● **CONSIGNE**: Recopiez à l'identique, s'il vous plaît, le passage de l'article sur l'immigration choisie qui va de « Le Premier ministre français, Dominique de Villepin.(Photo: AFP) » jusqu'à « et d’intégration (CAI). ».

● **EXTRAIT DU TEXTE**:
Le Premier ministre français, Dominique de Villepin.(Photo: AFP)
Le Premier ministre français, Dominique de Villepin.
(Photo: AFP)
Dominique de Villepin a annoncé un certain nombre de mesures destinées à favoriser une «immigration choisie», à l’issue d’un comité interministériel consacré à cette question le mardi 29 novembre. Le Premier ministre a insisté sur la nécessité de mieux contrôler les procédures qui permettent d’accéder au territoire grâce au mariage ou au regroupement familial, et de davantage sélectionner les étudiants désireux de venir en France poursuivre leur cursus. L’objectif affiché ouvertement par Dominique de Villepin est d’essayer de mettre en place les conditions nécessaires à une meilleure intégration des immigrés, notamment en généralisant le Contrat d’accueil et d’intégration (CAI).

Des immigrés intégrés, c’est ce que veut Dominique de Villepin. La crise des banlieues a participé à faire de ce souhait un objectif politique incontournable. Les violences perpétrées pendant plusieurs semaines par des jeunes, majoritairement fils ou petits-fils d’immigrés d’Afrique ou du Maghreb, ont en effet provoqué un électrochoc dans la société française et ont amené au cœur des débats le problème de l’immigration. Dans ce contexte, les annonces du Premier ministre sur ce sujet représentent une première illustration des solutions que le gouvernement envisage pour éviter d’alimenter encore le flot des exclus issus de l’immigration dans les années à venir. Il s’agit en quelque sorte d’un axe complémentaire à celui de la lutte contre l’exclusion dans les cités.

La tendance est clairement définie. Le gouvernement entend mieux gérer les arrivées, c’est-à-dire les contrôler davantage. C’est pour cette raison que le Premier ministre a annoncé qu’il désirait que le délai minimum pour que le conjoint étranger d’un citoyen français puisse demander la nationalité soit allongé de deux à quatre ans pour ceux qui résident en France, et de trois à cinq ans pour ceux qui vivent hors de l’Hexagone, de manière à ce que la nationalité soit «le moins possible un droit automatique».

Dominique de Villepin demande, d’autre part, le renforcement du contrôle des mariages binationaux conclus à l’étranger. Et pour y parvenir, le gouvernement veut pouvoir agir avant les unions en rendant obligatoire une audition des futurs époux devant le consul. A charge pour le représentant de l’Etat d’émettre des réserves. Il veut aussi faire en sorte que la transcription de ces mariages sur l’état civil français ne soit plus automatique en donnant au parquet de Nantes, qui se charge des régularisations, le pouvoir de s’y opposer en cas de doute sur la validité de l’union. Ces dispositions nécessitent une réforme du Code civil et devront donc faire l’objet d’un projet de loi que le Premier ministre espère faire adopter au premier trimestre 2006.

● **INFORMATIONS AFFICHÉES**:
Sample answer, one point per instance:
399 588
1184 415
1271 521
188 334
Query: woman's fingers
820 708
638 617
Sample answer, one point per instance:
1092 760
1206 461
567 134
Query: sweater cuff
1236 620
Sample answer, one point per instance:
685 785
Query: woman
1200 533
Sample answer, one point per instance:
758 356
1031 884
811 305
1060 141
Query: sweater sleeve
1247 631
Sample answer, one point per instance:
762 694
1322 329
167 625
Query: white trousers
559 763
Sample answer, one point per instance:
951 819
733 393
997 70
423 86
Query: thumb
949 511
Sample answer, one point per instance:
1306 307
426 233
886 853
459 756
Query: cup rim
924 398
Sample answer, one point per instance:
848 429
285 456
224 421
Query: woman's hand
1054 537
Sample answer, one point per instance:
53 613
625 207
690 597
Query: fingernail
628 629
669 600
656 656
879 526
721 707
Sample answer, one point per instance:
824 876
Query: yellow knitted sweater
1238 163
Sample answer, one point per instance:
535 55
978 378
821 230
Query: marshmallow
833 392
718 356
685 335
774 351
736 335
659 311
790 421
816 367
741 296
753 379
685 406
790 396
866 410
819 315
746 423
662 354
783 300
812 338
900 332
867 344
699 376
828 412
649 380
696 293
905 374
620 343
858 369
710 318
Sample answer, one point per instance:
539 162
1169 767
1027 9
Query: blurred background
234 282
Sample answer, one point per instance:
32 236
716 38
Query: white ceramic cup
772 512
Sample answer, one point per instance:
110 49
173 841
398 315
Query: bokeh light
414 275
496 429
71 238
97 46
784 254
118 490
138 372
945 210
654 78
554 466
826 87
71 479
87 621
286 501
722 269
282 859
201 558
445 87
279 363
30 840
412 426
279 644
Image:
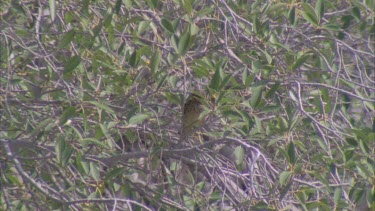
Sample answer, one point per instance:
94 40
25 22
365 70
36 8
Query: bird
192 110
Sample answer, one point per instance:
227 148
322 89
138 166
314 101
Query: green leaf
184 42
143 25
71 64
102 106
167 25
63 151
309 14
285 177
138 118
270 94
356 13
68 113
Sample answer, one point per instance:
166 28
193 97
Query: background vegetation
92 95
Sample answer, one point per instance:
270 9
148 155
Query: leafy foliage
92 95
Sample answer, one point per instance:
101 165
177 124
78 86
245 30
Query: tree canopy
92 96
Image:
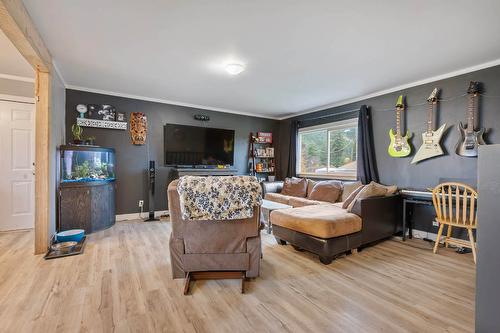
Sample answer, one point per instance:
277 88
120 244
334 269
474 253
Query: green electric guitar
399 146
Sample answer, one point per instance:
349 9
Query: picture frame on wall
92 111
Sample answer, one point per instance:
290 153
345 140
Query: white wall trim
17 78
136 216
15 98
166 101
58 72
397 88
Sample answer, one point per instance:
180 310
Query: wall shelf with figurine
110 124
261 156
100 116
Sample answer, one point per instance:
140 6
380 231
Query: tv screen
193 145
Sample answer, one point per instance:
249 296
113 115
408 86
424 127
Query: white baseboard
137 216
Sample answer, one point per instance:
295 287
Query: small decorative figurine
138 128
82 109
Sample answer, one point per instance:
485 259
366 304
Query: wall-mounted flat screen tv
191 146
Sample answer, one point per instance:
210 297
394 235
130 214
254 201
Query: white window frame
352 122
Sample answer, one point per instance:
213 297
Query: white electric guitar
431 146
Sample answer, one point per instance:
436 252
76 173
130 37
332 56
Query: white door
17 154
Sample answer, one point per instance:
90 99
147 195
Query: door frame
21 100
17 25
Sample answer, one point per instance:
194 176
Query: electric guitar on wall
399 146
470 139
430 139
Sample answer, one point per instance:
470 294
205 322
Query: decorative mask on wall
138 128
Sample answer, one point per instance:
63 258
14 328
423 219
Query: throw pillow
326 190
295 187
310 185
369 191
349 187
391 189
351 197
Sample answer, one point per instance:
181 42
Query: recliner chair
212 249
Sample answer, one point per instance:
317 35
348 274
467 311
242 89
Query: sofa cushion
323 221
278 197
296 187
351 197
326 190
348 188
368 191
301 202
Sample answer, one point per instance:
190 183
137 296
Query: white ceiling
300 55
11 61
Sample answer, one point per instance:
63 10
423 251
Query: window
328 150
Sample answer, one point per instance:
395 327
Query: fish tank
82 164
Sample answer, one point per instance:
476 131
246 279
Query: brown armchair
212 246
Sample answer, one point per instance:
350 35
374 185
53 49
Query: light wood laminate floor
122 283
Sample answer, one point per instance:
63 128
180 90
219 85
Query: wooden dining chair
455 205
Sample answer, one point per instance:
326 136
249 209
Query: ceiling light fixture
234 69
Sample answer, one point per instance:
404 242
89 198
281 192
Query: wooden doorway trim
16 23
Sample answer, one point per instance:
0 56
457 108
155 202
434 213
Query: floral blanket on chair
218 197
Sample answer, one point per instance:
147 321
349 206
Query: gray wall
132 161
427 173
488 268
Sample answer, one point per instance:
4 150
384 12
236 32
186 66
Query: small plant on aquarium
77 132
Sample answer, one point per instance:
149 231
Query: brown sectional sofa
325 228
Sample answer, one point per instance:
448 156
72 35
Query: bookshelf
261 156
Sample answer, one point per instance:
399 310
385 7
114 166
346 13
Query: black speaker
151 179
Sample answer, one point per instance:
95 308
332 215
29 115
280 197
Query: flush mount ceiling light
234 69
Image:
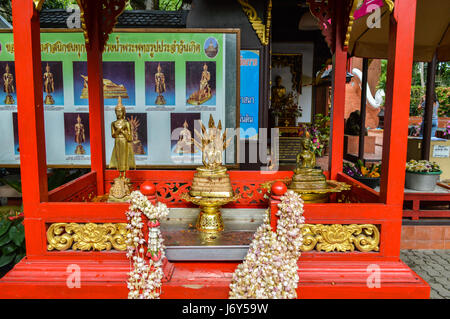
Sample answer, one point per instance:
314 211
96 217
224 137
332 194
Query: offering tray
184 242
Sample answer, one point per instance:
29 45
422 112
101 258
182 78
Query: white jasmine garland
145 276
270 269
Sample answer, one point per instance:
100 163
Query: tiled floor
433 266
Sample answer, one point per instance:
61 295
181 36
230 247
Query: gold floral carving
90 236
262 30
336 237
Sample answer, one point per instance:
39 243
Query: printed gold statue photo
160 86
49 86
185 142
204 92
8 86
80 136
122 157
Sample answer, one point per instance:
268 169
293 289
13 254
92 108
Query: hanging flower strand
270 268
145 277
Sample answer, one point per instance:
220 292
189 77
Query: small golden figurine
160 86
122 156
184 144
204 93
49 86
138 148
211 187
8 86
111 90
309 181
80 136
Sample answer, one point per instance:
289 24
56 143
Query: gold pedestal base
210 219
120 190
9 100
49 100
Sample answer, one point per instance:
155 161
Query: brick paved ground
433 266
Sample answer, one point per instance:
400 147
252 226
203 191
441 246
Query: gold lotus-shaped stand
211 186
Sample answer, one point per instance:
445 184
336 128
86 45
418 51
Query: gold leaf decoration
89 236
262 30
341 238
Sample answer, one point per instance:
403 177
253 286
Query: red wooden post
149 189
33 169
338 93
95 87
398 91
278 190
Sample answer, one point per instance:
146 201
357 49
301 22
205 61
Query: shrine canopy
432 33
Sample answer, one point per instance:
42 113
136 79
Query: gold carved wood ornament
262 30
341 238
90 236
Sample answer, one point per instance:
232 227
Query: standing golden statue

● **SOLUTION RÉDIGÉE**:
Le Premier ministre français, Dominique de Villepin.(Photo: AFP)
Le Premier ministre français, Dominique de Villepin.
(Photo: AFP)
Dominique de Villepin a annoncé un certain nombre de mesures destinées à favoriser une «immigration choisie», à l’issue d’un comité interministériel consacré à cette question le mardi 29 novembre. Le Premier ministre a insisté sur la nécessité de mieux contrôler les procédures qui permettent d’accéder au territoire grâce au mariage ou au regroupement familial, et de davantage sélectionner les étudiants désireux de venir en France poursuivre leur cursus. L’objectif affiché ouvertement par Dominique de Villepin est d’essayer de mettre en place les conditions nécessaires à une meilleure intégration des immigrés, notamment en généralisant le Contrat d’accueil et d’intégration (CAI).